* _Source document_
━━━

American plantation owner and banker (1790–1874)

William Newton Mercer (1790 – August 16, 1874) was a surgeon, plantation and slave owner in the lower Mississippi River valley before the American Civil War, banker, and civic leader of 19th-century New Orleans. His New Orleans residence later became the clubhouse of The Boston Club, which has been associated with the history of business and Carnival in New Orleans.

==Early life==
William was born in 1791 in Cecil County, Maryland. His parents were Anna and Benjamin James Mercer. He studied medicine at the University of Pennsylvania School of Medicine under Benjamin Rush. He then served as a surgeon for United States Army during the War of 1812, stationed in New Orleans, Louisiana, then Natchez, Mississippi, before resigning there into private practice. In 1820 he ministered to a family group afflicted by an outbreak of yellow fever at Bay St. Louis, Mississippi, which ultimately led to his marriage to plantation heiress Anna Farar. He also became close friends with planter Stephen Duncan, who had married Margaret Ellis, a daughter of landowner Abram Ellis and a first cousin of Mercer's wife, whose mother had been an Ellis.

━━━

Summarize the text about William Newton Mercer in two sentences. The material that comes next stands apart from the text on William Newton Mercer and has no connection to it.

* _Data provided_
━━━

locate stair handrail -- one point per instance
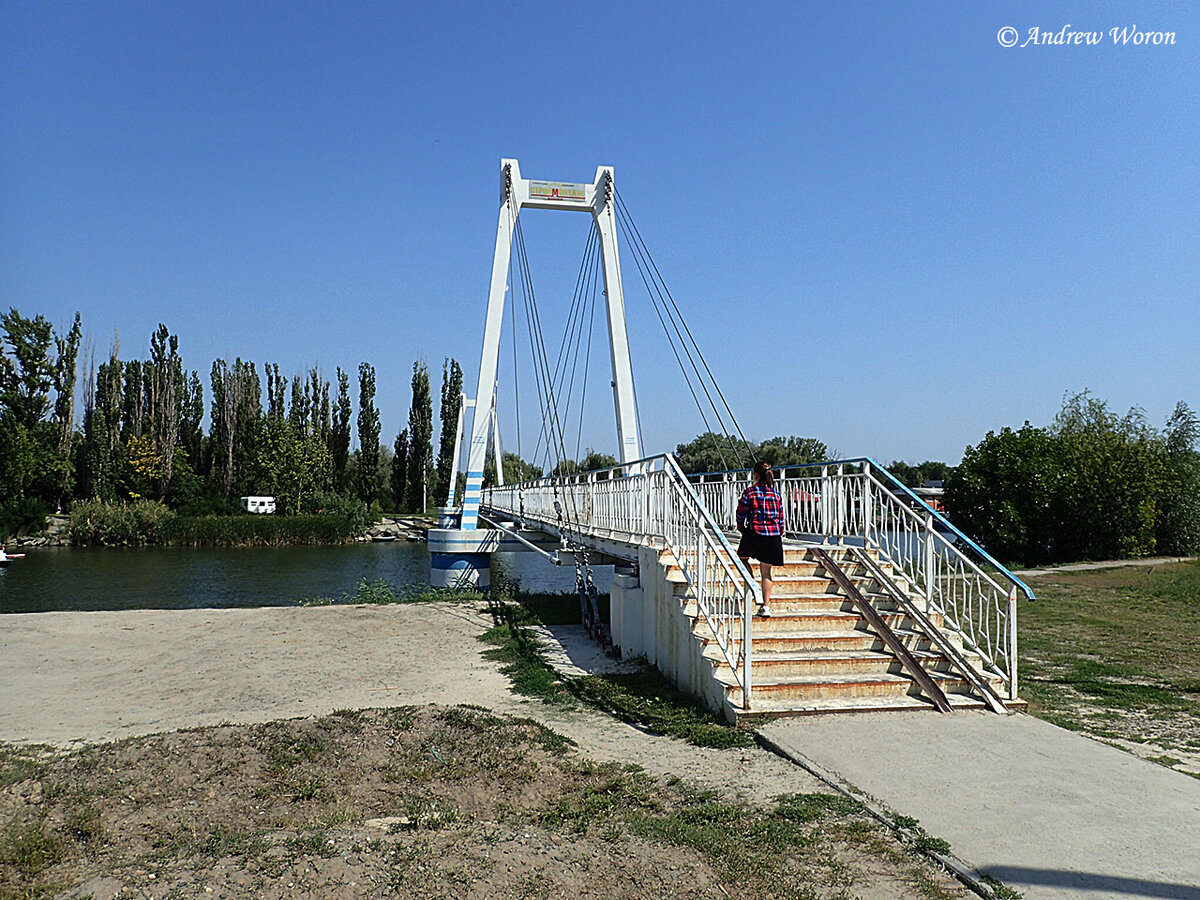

━━━

* _Reply_
William Newton Mercer was a surgeon, plantation and slave owner in the lower Mississippi River valley, banker, and civic leader of 19th-century New Orleans, whose residence later became the clubhouse of The Boston Club. After studying medicine under Benjamin Rush at the University of Pennsylvania, he served as a U.S. Army surgeon during the War of 1812 and then went into private practice in Natchez, and in 1820 his care for a family hit by yellow fever at Bay St. Louis led to his marriage to plantation heiress Anna Farar.